[Records]
++++++++++

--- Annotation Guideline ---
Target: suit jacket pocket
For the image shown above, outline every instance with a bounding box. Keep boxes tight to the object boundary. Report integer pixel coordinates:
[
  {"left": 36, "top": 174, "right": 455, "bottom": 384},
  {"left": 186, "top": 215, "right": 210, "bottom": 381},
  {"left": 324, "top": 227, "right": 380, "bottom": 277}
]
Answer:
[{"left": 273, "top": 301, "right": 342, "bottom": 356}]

++++++++++

> _Short problem_:
State how many of the lines above contain the string "bottom", treating uppercase and lowercase as distinct. Give only the number.

> _Exercise result_:
4